--- start Information supplied ---

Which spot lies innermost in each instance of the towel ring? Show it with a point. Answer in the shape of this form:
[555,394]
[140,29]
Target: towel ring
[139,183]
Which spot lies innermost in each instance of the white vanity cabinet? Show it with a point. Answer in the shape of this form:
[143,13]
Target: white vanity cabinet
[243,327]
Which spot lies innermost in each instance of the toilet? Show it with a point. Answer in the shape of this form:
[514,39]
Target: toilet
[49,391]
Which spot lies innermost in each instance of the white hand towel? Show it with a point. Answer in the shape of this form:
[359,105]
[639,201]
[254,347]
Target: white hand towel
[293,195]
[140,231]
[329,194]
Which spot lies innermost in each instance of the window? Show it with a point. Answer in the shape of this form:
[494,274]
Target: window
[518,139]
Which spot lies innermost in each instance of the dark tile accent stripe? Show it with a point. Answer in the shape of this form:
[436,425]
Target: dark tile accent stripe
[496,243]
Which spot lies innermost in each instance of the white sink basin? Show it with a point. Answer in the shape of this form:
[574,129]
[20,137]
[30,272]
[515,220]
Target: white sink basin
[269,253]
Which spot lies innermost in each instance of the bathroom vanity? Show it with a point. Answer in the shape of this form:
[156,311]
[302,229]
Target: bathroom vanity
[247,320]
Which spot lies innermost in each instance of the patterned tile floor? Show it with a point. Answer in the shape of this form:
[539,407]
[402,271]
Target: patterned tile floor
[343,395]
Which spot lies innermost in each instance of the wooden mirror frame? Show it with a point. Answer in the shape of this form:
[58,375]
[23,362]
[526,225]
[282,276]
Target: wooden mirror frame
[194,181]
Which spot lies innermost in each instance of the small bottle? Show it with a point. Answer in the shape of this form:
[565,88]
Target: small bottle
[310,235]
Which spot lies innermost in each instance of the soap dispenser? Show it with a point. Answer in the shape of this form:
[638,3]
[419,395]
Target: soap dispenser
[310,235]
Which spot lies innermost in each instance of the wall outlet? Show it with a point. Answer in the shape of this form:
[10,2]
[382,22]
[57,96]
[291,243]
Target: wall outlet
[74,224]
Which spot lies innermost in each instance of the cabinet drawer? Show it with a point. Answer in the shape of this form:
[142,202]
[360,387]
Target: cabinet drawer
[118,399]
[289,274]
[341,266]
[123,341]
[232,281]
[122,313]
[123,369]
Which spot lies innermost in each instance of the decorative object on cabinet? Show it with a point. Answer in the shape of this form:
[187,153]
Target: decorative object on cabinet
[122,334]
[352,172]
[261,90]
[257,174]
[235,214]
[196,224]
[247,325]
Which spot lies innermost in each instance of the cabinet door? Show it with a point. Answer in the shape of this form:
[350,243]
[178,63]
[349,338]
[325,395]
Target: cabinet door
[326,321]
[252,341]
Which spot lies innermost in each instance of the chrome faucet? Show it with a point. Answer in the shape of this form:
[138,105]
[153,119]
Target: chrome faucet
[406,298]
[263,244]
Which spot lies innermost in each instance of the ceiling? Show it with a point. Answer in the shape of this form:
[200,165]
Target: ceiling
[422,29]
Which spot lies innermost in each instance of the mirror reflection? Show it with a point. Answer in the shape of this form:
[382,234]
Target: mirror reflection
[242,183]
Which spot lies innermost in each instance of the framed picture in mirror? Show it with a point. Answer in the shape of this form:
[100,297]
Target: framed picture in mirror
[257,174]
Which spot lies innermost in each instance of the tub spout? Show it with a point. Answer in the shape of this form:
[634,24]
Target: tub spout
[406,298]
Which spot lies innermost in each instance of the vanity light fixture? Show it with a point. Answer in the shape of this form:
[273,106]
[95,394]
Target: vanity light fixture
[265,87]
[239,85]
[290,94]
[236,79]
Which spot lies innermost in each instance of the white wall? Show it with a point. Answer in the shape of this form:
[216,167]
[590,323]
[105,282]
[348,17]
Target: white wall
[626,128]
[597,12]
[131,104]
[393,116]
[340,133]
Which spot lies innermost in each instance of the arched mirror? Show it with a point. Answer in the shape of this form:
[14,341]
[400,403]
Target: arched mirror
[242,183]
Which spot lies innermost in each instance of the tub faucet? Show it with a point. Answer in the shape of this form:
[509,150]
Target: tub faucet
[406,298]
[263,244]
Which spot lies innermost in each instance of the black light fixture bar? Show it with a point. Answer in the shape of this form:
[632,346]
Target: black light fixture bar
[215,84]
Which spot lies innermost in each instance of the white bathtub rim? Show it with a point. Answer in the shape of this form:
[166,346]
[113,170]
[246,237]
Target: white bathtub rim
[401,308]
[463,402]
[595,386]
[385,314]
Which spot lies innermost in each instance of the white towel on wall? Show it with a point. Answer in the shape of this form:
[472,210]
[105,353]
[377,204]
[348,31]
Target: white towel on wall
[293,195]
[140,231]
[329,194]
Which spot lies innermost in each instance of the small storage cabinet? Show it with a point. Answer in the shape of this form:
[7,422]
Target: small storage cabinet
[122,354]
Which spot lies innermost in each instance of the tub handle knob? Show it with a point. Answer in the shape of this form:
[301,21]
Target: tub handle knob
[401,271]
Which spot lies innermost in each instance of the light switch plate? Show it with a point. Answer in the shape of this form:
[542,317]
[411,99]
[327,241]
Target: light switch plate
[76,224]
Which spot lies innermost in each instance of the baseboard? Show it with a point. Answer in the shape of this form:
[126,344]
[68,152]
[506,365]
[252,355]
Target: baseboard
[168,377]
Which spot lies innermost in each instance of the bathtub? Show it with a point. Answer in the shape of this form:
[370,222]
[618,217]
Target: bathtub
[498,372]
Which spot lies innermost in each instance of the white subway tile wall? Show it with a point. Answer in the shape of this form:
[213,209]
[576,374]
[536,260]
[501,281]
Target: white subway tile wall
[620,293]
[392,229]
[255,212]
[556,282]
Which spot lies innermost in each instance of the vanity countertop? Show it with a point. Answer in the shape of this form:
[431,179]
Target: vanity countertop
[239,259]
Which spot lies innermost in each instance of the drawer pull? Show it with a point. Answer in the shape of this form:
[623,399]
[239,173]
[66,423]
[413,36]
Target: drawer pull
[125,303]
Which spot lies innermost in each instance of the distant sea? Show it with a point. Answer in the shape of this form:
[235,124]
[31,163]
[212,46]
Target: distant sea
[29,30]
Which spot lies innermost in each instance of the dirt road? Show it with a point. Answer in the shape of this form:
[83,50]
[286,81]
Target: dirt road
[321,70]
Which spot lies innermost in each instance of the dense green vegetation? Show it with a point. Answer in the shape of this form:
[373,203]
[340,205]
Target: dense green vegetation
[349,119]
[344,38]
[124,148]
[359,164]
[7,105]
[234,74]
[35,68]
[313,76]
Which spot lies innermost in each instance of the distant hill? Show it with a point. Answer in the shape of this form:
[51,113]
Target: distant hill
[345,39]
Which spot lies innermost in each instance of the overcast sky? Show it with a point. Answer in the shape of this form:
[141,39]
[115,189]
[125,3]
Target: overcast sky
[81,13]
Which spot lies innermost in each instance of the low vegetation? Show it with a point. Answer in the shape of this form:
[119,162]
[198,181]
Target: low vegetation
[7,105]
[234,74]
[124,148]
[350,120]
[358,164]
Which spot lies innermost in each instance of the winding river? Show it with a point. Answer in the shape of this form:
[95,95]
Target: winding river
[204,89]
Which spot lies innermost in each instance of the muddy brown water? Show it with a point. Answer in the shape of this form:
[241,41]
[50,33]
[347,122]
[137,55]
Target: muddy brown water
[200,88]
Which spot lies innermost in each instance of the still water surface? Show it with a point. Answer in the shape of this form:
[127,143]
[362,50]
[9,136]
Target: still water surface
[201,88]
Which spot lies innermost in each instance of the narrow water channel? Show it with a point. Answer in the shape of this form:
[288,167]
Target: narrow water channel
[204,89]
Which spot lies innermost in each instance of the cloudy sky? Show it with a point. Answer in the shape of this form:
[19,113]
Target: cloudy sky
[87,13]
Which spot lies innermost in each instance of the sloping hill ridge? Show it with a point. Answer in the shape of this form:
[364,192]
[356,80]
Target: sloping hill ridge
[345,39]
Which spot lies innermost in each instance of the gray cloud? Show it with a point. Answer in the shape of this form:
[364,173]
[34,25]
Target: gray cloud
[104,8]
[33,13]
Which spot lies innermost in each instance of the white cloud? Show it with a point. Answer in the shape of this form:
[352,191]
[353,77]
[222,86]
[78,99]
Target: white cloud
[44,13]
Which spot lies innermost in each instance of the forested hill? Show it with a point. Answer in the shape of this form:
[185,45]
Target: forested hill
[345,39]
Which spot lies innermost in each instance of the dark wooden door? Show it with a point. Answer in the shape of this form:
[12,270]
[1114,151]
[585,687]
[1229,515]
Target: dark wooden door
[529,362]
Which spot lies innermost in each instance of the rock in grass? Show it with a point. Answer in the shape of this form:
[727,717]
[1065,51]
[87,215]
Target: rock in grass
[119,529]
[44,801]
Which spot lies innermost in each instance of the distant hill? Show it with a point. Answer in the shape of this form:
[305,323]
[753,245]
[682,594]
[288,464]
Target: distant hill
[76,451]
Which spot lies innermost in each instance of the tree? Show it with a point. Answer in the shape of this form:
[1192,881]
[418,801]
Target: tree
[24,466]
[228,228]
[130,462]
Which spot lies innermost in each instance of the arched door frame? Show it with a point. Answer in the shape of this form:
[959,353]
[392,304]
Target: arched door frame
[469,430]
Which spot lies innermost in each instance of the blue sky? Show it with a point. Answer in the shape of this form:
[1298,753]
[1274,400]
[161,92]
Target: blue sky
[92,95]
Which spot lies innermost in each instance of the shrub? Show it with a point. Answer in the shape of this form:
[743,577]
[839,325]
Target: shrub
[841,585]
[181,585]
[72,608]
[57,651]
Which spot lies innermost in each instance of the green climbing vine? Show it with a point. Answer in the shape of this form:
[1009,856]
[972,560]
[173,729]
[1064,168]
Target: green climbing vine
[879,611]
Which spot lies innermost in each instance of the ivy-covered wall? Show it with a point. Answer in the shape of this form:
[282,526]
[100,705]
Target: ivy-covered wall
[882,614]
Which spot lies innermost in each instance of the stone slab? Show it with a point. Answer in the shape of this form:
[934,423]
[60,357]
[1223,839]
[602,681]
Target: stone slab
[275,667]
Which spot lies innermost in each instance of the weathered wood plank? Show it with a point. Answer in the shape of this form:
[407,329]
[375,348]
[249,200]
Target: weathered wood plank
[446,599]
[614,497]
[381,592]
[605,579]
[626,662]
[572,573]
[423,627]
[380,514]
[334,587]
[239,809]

--- end Information supplied ---

### The exercise
Please quote nothing but the lines from the line with "Which spot lies innermost in each instance of the stone" through the end of the data above, exactly as written, ends included.

### Finished answer
Which spot lies innermost in each instance of the stone slab? Show it with a point. Answer in the shape of this form:
[934,423]
[60,357]
[1223,839]
[602,681]
Target: stone slab
[275,667]
Which spot lies innermost in each instance of the weathered wood plank? Show it with a point. Answer in the shape of this form:
[407,329]
[375,348]
[249,200]
Target: weathered wood plank
[446,599]
[614,497]
[381,592]
[605,579]
[626,662]
[572,573]
[423,627]
[380,514]
[334,587]
[239,809]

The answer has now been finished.